Perguntas sobre o material:
1. Responda com base no texto sobre Vanda Ortega:
(a) Qual partido anunciou a filiação de Vanda Ortega?
(b) A que cargo ela vai concorrer?
(c) Desde que ano ela vem conversando com as lideranças do seu povo no Alto Solimões?
2. Repita, sem mudar nenhuma palavra, o trecho do texto sobre Vanda Ortega que começa com as palavras que contêm "A informação foi" e termina em "pleito de 2022?".

Texto fornecido:
.....
Exclusivo: 1ª vacinada no AM, indígena Vanda Ortega quer vaga na Câmara Federal

Se eleita Vanda Ortega Witoto será a primeira mulher indígena a ocupar o cargo de deputada federal no Amazonas

Exclusivo: 1ª vacinada no AM, indígena Vanda Ortega quer vaga na Câmara Federal

Foto: Reprodução/Instagram

MANAUS, AM – O Partido Rede Sustentabilidade anunciou, na última semana, a filiação da indígena Vanda Ortega, originária do povo Witoto, conhecida por ser militante das causas indígenas e ser a primeira pessoa vacinada contra a covid-19 no Amazonas. 

A informação foi divulgada nas redes sociais com o anúncio de que Ortega é pré-candidata e disputará o cargo de deputada federal no pleito deste ano.

Foto: Reprodução/Instagram

Em entrevista exclusiva ao AM1, Vanda conta como é ser pré-candidata e fala sobre as causas que, caso seja eleita, defenderá.

AM1- Quando foi que você tomou a decisão de disputar o pleito de 2022?

V.O– A decisão vem depois de muitos diálogos junto às lideranças do meu povo no Alto Solimões desde 2019, e diante da falta de representação de termos parlamentares que realmente atuem na defesa dos povos indígenas, dos nossos territórios na defesa de políticas públicas para os povos da Amazônia; a decisão foi se confirmando, como algo muito orgânico diante das necessidades que avalio e que vivencio.

AM1- Os povos indígenas têm mais dificuldades de encontrar um partido que os apoie?

V.O– Nós, os indígenas, temos, sim, dificuldades em encontrar um partido que, de fato, possa priorizar a nossa candidatura. Eu tive muita dificuldade de diálogo com alguns partidos, eles querem a presença indígena; porém, não é prioridade ter uma candidatura, geralmente eles querem nosso apoio para eleger homens que já são da política, homens que já estão há muito tempo atuando no cenário político.

AM1- Mulheres indígenas na política ainda é um tabu?

V.O- Mulheres indígenas na política eu não acredito que seja um tabu, mas ainda não temos essa representação amplificada, nós estamos rompendo algumas barreiras enquanto mulheres indígenas, a partir do momento que temos formação política, que acessamos a educação, a gente vai compreendendo a importância de nós, mulheres indígenas, estarmos nesse espaço, de construção de políticas públicas, na construção de diálogos, nas tomadas de decisões que afetam diretamente o nosso dia a dia e nossos territórios. Então, a partir dessa compreensão, nós estamos aos poucos acessando esses espaços e nós não queremos que seja um tabu, mas que seja uma realidade, por mais mulheres na política, por mais mulheres negras e indígenas na política.

AM1- Seu povo está apoiando sua candidatura?
.....
Registros extraídos:
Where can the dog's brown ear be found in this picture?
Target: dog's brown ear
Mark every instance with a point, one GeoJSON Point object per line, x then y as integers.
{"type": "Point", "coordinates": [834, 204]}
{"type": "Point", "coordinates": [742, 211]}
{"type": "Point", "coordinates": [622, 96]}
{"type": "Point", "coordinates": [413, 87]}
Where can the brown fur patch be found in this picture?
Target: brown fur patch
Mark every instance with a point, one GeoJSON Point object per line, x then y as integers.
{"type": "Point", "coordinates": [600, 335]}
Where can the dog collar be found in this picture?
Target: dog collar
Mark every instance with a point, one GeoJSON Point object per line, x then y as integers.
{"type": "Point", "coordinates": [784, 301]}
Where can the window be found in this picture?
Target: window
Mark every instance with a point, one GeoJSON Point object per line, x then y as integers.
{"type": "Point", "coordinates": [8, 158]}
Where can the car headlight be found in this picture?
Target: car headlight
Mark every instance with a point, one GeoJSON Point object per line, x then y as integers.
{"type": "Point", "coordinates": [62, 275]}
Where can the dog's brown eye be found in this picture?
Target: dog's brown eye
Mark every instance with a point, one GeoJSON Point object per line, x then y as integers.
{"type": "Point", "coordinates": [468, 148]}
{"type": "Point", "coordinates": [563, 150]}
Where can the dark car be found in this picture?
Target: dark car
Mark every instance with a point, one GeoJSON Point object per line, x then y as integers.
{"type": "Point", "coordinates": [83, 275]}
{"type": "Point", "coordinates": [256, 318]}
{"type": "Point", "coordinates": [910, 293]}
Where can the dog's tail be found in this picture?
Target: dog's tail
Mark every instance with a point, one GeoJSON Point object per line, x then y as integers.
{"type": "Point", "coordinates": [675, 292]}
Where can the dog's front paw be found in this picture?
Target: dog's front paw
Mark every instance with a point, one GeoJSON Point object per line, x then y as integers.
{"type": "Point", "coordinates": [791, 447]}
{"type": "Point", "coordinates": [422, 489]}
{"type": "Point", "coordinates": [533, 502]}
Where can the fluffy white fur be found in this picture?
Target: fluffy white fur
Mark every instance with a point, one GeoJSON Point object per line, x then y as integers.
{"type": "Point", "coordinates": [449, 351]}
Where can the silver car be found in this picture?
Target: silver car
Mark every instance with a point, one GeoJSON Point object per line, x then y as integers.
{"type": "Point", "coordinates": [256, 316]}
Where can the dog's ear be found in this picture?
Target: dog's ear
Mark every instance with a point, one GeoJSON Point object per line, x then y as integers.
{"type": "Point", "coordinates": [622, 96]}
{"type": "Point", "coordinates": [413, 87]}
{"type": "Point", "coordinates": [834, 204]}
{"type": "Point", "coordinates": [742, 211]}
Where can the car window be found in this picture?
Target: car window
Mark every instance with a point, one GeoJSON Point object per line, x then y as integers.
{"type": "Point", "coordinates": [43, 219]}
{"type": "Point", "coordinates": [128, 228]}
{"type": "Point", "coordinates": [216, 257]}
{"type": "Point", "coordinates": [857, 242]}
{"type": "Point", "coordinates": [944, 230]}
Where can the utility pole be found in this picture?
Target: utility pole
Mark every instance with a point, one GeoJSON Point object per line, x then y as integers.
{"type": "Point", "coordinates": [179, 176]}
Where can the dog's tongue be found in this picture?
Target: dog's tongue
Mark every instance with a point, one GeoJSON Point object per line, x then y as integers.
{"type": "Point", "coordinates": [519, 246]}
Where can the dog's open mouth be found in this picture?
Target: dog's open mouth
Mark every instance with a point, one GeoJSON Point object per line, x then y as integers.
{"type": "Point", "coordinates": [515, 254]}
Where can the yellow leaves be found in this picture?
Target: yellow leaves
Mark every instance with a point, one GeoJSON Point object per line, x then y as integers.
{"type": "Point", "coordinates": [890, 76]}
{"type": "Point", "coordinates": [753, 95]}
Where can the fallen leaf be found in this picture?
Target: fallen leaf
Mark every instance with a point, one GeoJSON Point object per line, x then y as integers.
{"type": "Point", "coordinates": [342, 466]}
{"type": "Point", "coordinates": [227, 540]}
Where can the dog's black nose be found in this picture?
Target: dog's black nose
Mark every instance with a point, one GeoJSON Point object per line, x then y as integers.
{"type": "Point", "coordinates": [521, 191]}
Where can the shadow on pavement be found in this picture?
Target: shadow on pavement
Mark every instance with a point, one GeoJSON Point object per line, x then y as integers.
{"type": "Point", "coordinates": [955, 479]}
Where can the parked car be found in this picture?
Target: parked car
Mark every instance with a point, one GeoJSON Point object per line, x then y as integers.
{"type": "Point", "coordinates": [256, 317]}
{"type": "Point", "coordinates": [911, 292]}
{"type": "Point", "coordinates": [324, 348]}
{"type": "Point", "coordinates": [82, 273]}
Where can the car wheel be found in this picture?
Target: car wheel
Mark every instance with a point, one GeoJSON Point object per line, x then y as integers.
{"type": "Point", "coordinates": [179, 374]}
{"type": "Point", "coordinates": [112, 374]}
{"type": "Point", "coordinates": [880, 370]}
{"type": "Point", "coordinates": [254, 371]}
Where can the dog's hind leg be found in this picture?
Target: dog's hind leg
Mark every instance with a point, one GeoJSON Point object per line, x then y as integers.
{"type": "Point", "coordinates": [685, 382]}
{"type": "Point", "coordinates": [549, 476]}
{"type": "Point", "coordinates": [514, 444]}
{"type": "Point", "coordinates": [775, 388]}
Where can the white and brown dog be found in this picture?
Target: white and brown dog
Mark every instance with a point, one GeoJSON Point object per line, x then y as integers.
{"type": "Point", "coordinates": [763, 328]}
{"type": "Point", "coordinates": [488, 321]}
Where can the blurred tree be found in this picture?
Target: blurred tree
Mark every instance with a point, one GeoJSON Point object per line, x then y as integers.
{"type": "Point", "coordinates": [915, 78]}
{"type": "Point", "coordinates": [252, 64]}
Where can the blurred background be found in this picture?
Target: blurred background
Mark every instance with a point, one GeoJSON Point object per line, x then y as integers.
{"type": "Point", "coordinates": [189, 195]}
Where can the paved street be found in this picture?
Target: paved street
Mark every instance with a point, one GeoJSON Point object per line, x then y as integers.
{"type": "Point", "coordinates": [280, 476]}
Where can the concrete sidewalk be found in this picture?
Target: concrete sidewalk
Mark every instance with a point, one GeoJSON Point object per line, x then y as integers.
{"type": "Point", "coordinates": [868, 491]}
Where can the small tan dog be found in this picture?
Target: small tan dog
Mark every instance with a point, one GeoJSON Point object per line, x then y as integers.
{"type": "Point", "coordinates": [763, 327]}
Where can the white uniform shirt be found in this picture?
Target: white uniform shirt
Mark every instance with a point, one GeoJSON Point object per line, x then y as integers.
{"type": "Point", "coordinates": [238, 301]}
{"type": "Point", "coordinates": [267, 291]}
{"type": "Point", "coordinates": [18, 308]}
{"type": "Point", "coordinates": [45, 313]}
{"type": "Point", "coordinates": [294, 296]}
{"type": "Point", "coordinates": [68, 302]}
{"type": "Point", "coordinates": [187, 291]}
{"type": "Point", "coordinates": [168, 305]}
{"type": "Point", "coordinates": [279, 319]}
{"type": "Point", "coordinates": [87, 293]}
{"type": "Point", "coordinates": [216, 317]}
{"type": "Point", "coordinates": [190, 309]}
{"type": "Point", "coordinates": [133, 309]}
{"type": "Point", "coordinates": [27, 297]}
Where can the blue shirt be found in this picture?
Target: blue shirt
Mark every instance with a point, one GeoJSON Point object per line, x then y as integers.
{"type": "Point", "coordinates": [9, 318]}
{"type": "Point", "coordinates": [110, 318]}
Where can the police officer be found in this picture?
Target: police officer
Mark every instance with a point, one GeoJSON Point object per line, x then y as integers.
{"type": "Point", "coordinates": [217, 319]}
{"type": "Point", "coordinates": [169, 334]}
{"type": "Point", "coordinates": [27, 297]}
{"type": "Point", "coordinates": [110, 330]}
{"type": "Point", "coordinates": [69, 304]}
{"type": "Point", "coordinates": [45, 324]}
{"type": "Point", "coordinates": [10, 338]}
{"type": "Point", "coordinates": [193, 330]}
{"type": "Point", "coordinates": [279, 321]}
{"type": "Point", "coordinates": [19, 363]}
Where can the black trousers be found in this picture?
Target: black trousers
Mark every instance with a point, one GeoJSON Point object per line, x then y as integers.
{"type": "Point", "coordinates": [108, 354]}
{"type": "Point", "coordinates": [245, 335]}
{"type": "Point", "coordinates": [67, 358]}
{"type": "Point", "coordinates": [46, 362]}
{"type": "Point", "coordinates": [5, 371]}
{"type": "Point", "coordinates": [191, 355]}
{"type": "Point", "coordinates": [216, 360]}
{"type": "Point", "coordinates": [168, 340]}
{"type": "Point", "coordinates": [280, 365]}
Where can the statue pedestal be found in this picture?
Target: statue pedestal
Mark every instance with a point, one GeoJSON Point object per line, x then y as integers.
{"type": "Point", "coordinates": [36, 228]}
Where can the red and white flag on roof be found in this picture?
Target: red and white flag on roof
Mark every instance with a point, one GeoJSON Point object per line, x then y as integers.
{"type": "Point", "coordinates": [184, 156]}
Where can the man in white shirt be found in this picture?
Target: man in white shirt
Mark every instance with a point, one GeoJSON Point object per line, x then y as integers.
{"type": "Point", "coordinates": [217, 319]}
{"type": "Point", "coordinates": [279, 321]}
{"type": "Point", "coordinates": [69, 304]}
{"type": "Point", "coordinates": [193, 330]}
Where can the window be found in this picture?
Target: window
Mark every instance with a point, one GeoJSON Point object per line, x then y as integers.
.....
Respostas em ordem:
1.
(a) O Partido Rede Sustentabilidade.
(b) Deputada federal.
(c) Desde 2019.

2.
A informação foi divulgada nas redes sociais com o anúncio de que Ortega é pré-candidata e disputará o cargo de deputada federal no pleito deste ano.

Foto: Reprodução/Instagram

Em entrevista exclusiva ao AM1, Vanda conta como é ser pré-candidata e fala sobre as causas que, caso seja eleita, defenderá.

AM1- Quando foi que você tomou a decisão de disputar o pleito de 2022?